* **Vorliegender Text**
|---|

Das Paris-Abkommen setzt auf eine einzulösende Ambitionsperspektive, die deutlich unterhalb von zwei Grad liegt. Die Ausgestaltung der vereinbarten Ziele muss demnach unmittelbar und umfassend geschehen, um nicht gleich das wiedergewonnene Vertrauen erneut zu verspielen. Bereits 2018 sollen erstmals die erreichten Ergebnisse überprüft werden. Die INDCs werden hierbei zu einem zentralen Scharnier zwischen Pariser Ambitionen und nationalen Prioritäten.
Wenn es nun darum geht, die nationalen Beiträge aller Länder umzusetzen, gilt es eines zu beachten: In den INDCs haben die meisten Staaten im Grunde die Aktivitäten ausgewiesen, deren Umsetzung sie als möglich ansehen. Die Analysen vor Paris haben jedoch deutlich gemacht, dass dies in keiner Weise ausreicht, um das Ambitionsniveau von unter zwei Grad (von eineinhalb Grad ganz zu schweigen) zu erfüllen. Das bedeutet auch, dass es als nächster Schritt von erheblicher Bedeutung ist, nicht nur zu schauen, wie die in den INDCs ausgewiesenen Aktivitäten wirksam umgesetzt werden können, sondern auch zu analysieren, was mit den treibhausgasrelevanten Bereichen ist, über die sich die INDCs bislang ausschweigen.
Mit dem Paris-Abkommen hat die internationale Klimapolitik die Lehren aus Kopenhagen gezogen und endgültig die Komfortzone verlassen.

|---|

* **Bereitgestellte Einträge**
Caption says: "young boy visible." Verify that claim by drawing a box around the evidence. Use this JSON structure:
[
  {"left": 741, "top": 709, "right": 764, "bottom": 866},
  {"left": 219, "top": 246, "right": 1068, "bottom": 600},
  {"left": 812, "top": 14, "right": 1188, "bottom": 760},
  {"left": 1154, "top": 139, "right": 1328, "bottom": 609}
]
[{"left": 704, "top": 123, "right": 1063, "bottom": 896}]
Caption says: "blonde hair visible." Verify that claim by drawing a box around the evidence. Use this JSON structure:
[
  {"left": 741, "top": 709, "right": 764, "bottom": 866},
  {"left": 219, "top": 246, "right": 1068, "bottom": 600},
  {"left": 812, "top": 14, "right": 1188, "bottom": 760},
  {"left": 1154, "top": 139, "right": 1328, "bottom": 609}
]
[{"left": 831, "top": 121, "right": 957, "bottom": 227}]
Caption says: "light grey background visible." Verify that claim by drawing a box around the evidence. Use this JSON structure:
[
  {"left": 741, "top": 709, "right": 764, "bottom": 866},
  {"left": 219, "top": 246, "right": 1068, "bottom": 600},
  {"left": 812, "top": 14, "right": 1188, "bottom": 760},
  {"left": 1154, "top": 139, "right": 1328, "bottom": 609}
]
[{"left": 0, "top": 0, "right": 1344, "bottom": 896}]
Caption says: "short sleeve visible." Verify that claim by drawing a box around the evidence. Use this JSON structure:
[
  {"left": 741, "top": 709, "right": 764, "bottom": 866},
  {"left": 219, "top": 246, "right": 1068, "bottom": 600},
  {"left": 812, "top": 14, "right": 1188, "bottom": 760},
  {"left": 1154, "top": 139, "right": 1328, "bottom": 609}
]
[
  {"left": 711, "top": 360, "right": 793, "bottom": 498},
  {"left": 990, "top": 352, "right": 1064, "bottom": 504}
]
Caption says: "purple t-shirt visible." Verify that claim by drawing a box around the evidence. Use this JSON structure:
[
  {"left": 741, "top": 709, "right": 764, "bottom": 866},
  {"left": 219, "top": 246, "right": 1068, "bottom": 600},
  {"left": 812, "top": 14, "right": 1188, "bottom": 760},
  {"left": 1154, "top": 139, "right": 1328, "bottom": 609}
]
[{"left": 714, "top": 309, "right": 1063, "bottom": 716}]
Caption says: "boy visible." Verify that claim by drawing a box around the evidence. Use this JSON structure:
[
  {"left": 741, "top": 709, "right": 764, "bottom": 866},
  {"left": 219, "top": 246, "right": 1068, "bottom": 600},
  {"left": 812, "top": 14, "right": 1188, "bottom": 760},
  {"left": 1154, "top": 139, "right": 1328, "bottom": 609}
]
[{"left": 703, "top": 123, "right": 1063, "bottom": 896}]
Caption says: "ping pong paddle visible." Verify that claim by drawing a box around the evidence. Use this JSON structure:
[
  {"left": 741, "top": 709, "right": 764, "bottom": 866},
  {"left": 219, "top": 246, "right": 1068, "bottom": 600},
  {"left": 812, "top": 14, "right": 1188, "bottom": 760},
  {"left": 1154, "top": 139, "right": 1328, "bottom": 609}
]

|---|

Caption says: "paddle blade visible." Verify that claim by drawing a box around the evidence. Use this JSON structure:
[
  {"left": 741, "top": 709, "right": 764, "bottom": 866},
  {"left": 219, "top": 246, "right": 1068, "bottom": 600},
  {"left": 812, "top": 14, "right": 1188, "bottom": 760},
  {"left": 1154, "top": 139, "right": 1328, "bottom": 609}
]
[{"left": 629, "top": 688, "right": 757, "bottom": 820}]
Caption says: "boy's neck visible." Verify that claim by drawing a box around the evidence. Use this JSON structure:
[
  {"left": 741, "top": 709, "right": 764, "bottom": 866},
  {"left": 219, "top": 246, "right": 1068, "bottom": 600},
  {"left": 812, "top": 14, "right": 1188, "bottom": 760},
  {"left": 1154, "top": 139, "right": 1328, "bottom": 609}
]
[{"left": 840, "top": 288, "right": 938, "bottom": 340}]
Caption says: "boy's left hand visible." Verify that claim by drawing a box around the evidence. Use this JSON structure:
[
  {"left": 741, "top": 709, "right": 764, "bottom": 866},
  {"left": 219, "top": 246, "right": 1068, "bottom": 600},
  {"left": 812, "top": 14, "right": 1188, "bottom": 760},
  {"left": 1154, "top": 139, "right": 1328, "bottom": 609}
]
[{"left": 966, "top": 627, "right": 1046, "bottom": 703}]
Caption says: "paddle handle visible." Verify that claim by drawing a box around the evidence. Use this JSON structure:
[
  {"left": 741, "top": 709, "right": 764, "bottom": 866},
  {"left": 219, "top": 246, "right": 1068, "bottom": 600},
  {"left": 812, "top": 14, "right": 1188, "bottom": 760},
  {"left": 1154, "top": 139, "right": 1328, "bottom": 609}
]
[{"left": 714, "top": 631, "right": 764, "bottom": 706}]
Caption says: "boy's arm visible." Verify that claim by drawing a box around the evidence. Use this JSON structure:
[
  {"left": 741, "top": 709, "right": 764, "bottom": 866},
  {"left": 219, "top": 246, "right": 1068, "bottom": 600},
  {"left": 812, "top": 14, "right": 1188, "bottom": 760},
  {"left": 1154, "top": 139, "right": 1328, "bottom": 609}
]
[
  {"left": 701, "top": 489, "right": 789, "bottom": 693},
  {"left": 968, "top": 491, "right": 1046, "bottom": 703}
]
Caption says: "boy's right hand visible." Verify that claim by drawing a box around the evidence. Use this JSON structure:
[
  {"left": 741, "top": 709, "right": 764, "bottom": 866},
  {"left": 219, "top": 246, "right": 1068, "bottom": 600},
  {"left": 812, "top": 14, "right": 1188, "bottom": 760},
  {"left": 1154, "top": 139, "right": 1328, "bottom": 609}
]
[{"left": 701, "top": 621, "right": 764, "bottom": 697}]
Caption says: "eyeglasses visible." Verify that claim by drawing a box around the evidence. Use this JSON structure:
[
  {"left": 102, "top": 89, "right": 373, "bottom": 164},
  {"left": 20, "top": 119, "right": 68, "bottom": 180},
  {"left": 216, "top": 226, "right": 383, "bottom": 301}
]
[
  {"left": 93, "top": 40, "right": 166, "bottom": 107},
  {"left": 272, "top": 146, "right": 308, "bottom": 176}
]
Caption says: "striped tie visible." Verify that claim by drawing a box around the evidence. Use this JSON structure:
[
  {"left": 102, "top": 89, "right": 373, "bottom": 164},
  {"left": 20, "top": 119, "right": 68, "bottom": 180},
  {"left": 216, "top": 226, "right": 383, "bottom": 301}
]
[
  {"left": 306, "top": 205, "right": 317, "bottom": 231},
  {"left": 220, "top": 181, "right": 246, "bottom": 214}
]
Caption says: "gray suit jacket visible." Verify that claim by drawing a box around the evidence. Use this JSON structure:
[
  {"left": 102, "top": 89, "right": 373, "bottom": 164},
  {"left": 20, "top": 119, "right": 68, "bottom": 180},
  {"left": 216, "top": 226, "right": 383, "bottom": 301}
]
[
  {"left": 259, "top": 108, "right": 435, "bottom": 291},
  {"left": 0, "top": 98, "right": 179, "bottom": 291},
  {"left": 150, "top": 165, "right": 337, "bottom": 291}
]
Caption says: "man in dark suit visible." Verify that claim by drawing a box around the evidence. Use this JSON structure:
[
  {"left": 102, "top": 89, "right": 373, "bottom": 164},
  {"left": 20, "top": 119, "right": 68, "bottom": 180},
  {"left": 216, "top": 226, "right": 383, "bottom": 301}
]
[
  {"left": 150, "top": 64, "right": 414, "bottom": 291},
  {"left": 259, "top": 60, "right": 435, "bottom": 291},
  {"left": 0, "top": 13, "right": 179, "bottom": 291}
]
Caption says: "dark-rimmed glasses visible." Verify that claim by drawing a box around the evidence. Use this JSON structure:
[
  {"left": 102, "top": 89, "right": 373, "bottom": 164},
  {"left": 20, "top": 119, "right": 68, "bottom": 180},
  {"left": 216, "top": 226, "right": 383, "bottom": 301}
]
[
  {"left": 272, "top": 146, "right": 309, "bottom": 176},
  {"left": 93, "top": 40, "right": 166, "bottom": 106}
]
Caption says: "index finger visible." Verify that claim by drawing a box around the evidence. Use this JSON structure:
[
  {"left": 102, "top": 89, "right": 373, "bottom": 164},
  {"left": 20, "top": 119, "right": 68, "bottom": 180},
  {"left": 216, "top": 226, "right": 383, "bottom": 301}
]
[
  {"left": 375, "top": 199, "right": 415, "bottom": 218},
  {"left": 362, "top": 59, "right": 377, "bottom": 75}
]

|---|

* **Aufgabe A**
Gib aus dem Text über das Paris-Abkommen den Abschnitt wortgetreu aus, der bei „Wenn es nun“ anfängt und bei „die Komfortzone verlassen.“ aufhört.
* **Aufgabe B**
Sammle aus den Einträgen alle Zeilen, in denen das Wort „suit“ steht, und schreib sie unverändert ab.

* **Lösung A**
Wenn es nun darum geht, die nationalen Beiträge aller Länder umzusetzen, gilt es eines zu beachten: In den INDCs haben die meisten Staaten im Grunde die Aktivitäten ausgewiesen, deren Umsetzung sie als möglich ansehen. Die Analysen vor Paris haben jedoch deutlich gemacht, dass dies in keiner Weise ausreicht, um das Ambitionsniveau von unter zwei Grad (von eineinhalb Grad ganz zu schweigen) zu erfüllen. Das bedeutet auch, dass es als nächster Schritt von erheblicher Bedeutung ist, nicht nur zu schauen, wie die in den INDCs ausgewiesenen Aktivitäten wirksam umgesetzt werden können, sondern auch zu analysieren, was mit den treibhausgasrelevanten Bereichen ist, über die sich die INDCs bislang ausschweigen.
Mit dem Paris-Abkommen hat die internationale Klimapolitik die Lehren aus Kopenhagen gezogen und endgültig die Komfortzone verlassen.

* **Lösung B**
Caption says: "gray suit jacket visible." Verify that claim by drawing a box around the evidence. Use this JSON structure:
Caption says: "man in dark suit visible." Verify that claim by drawing a box around the evidence. Use this JSON structure:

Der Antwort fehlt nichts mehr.